TAREAS Y EJERCICIOS:
1. Según el texto sobre «Vallejo», ¿quién ejercita la solidaridad ante el exiliado afanoso y un poco cargante?
2. Prolongue el texto sobre «Vallejo» a partir de su última oración.

TEXTO DE LECTURA:
————————

Para el escritor, esta irrupción en su tranquila vida berlinesa no le hace ninguna gracia, ya que lo distrae y lo aparta de su faena literaria, y es más bien Tulita, la esposa de Sergio, quien ejercita la solidaridad ante aquel exiliado afanoso y un poco cargante. Lo mejor del relato está en los diálogos culturales que mantienen el músico y el escritor, cada uno desde su trinchera estética y su noción de vida. Cuando por fin el músico accede a colaborar, el relato se llena de trámites burocráticos, citas canceladas, penurias económicas, becas que no llegan, discusiones estériles. Más vale no adelantar aquí el furtivo desenlace, aunque sí señalar que el relato culmina con una suerte de estrambote, o sea la inclusión del libreto de marras, que aunque puede parecer desgajado de la historia medular, tiene un innegable interés propio. El atractivo anexo de «Vallejo» es el sobrio, objetivo testimonio sobre la aislada vida de los exiliados latinoamericanos (políticos o económicos, voluntarios o no) en la Alemania anterior a la caída del Muro. Los sentimientos encontrados, que van de la impertinencia a la amistad ritual, del desapego a la solidaridad, ayudan a comprender un esquema de relaciones humanas que tuvo particular vigencia en los años setenta y ochenta, cuando la dura realidad de América Latina expulsaba, directa o indirectamente, a su gente y la sumergía en otras tradiciones, otros hábitos, otras lenguas.

————————

DATOS ALMACENADOS:
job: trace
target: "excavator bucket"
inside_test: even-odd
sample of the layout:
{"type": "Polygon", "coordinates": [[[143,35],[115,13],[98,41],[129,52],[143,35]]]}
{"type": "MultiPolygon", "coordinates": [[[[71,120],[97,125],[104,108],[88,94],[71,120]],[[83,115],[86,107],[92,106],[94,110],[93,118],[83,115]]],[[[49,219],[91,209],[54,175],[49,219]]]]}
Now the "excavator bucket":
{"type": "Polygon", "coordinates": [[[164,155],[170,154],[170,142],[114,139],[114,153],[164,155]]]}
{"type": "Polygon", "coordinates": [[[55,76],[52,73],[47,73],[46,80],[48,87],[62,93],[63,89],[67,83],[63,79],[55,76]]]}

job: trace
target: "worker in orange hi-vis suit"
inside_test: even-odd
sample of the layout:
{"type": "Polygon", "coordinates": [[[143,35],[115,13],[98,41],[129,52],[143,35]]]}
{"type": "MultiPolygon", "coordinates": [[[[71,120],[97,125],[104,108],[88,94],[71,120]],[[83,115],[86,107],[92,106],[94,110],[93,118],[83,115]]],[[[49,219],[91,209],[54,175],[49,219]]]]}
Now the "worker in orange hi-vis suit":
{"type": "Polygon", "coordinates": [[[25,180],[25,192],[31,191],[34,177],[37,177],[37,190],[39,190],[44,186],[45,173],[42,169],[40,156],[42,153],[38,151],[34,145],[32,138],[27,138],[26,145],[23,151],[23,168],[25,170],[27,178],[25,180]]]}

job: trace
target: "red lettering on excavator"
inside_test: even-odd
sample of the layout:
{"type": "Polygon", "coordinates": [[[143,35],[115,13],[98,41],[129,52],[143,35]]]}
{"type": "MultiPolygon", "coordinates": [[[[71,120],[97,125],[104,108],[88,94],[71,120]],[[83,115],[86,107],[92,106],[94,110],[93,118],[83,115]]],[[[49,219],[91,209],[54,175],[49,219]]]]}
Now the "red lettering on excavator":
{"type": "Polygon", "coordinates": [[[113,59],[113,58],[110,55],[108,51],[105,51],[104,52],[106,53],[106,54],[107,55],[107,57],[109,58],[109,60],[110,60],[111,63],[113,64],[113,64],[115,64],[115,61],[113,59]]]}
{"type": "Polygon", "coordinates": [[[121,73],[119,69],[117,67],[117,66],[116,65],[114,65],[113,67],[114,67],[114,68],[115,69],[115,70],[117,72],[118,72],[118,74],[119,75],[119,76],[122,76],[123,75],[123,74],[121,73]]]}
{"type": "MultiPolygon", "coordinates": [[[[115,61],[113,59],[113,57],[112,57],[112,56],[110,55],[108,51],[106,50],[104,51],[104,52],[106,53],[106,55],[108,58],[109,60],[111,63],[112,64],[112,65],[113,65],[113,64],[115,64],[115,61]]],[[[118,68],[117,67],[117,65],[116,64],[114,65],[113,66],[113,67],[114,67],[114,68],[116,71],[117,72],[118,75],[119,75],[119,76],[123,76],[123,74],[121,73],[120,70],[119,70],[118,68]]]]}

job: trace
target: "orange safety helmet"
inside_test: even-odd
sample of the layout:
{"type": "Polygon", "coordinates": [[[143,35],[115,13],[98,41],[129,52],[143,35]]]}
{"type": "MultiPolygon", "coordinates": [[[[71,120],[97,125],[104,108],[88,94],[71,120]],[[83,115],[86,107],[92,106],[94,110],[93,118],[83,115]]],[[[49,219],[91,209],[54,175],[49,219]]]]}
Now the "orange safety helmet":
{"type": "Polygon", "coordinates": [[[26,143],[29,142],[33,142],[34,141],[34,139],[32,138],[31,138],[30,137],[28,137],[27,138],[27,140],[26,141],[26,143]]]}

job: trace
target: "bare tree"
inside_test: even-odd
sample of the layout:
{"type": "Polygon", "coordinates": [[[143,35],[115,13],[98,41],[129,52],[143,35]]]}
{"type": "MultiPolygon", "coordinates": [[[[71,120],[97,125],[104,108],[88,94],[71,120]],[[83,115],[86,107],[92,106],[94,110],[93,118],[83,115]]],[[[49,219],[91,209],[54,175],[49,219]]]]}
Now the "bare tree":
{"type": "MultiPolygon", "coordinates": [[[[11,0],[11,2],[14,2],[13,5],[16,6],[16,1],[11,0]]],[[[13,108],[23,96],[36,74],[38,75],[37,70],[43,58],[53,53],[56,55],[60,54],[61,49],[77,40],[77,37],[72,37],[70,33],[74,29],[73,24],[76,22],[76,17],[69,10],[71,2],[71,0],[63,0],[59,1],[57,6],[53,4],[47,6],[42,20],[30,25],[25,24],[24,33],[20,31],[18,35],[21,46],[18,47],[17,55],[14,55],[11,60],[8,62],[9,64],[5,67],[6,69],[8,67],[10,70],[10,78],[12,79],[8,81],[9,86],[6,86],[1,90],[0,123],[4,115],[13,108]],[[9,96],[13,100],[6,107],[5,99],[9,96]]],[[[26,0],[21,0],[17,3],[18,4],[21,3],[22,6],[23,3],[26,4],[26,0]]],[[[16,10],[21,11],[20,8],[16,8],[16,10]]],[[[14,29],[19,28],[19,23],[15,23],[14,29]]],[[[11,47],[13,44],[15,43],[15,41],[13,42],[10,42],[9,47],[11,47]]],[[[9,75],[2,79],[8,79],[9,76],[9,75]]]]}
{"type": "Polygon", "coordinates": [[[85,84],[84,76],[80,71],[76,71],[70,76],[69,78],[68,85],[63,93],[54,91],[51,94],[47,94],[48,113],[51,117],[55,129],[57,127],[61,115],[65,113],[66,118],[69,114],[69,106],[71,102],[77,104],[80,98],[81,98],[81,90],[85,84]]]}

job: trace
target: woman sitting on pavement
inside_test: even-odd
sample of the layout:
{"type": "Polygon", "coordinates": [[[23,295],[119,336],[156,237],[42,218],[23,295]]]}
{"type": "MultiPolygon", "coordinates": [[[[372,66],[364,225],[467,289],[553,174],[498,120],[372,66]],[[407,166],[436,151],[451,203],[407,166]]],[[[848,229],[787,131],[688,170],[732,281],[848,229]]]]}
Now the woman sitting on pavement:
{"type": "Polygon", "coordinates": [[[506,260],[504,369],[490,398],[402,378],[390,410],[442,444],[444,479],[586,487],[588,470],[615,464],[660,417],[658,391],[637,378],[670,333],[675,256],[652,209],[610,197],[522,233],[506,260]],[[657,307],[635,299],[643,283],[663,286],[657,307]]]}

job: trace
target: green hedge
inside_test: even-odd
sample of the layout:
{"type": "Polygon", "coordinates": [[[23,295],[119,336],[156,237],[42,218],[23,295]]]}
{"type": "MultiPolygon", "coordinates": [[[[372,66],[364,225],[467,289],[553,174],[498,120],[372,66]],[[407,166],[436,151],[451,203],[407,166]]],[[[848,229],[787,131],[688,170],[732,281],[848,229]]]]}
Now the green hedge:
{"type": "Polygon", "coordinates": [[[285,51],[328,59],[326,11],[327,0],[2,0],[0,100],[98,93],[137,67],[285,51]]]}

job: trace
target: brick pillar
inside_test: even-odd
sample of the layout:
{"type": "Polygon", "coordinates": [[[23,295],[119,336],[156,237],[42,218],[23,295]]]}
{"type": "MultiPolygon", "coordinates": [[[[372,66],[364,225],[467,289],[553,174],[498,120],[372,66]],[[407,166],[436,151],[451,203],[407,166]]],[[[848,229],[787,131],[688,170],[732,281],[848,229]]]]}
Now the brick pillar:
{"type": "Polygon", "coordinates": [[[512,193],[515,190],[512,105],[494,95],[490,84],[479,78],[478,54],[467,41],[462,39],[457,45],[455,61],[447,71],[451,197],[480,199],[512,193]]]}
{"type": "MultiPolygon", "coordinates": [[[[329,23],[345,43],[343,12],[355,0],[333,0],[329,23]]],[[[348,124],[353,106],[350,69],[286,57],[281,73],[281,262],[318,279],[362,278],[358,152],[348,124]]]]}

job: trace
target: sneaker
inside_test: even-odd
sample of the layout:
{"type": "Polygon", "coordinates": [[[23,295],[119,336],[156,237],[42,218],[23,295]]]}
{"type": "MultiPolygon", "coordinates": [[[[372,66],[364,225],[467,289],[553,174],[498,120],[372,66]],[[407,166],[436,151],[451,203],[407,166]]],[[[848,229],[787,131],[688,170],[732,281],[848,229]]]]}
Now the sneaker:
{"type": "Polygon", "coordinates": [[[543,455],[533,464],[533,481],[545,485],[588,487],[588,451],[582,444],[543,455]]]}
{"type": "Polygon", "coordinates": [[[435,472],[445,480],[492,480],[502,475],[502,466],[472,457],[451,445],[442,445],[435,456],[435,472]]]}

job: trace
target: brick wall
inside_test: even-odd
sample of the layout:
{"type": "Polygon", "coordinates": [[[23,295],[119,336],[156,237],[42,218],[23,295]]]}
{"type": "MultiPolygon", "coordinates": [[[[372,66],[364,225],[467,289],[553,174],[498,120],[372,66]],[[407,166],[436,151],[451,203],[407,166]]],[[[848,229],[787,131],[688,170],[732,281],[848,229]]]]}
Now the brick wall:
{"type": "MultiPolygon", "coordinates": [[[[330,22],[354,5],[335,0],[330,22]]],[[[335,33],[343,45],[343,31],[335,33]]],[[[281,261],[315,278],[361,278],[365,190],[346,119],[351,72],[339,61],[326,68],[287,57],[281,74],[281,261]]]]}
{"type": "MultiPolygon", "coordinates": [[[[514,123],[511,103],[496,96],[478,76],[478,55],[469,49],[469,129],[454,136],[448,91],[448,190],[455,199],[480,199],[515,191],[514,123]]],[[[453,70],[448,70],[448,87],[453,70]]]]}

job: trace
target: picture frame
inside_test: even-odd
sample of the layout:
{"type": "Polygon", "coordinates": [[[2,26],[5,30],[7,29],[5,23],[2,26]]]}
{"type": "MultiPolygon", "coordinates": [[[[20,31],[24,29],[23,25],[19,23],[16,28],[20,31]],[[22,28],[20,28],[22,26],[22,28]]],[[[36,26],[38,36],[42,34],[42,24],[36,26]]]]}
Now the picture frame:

————————

RESPUESTAS POR TAREA:
1. Tulita, la esposa de Sergio.

2.
De todas maneras, y aparte de las innegables virtudes de esa relevante historia final, debe señalarse que la pujanza fundamental del volumen reside en su análisis explícito y su diagnosis implícita de la realidad nicaragüense, anterior al triunfo de la revolución sandinista. Sergio Ramírez nos da, a puro talento, una visión descarnada, aleccionante y (algo nada desdeñable) muy amena, de una comunidad latinoamericana que buscó a tientas (y mucho más tarde encontró a sabiendas) un lugar en la historia. Un lugar que aún no ha podido conquistar en plenitud.